**PROMPT:** Please pull out each line of the rows below that contains the word "could", and copy those lines unchanged.

--- INPUT MATERIAL ---

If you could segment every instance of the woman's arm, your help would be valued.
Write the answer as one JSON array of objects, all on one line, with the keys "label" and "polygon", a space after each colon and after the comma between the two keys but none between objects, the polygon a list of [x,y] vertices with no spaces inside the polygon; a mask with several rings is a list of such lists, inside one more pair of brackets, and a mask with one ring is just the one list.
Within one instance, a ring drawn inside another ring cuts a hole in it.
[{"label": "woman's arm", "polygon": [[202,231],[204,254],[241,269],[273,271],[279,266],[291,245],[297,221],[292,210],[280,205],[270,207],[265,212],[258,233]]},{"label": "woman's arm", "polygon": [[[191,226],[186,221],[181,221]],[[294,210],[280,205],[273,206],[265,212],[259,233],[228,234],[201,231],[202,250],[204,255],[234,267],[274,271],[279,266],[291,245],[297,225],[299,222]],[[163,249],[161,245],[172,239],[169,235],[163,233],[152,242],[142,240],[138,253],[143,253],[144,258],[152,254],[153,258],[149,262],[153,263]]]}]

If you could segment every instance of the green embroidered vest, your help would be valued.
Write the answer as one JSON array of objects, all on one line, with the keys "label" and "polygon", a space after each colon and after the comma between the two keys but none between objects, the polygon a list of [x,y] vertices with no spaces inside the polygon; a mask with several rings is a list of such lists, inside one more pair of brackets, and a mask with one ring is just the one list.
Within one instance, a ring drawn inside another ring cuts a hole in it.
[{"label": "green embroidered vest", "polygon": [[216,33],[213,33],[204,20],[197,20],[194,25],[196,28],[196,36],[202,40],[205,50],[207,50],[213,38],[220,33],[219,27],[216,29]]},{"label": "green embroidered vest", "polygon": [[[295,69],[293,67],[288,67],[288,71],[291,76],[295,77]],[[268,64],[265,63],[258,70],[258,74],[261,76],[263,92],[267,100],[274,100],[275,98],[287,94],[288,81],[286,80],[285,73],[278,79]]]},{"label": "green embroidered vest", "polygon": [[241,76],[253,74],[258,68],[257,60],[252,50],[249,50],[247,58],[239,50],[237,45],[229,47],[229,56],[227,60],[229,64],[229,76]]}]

---

**COMPLETED EXERCISE:**
If you could segment every instance of the woman's arm, your help would be valued.
If you could segment every instance of the green embroidered vest, your help would be valued.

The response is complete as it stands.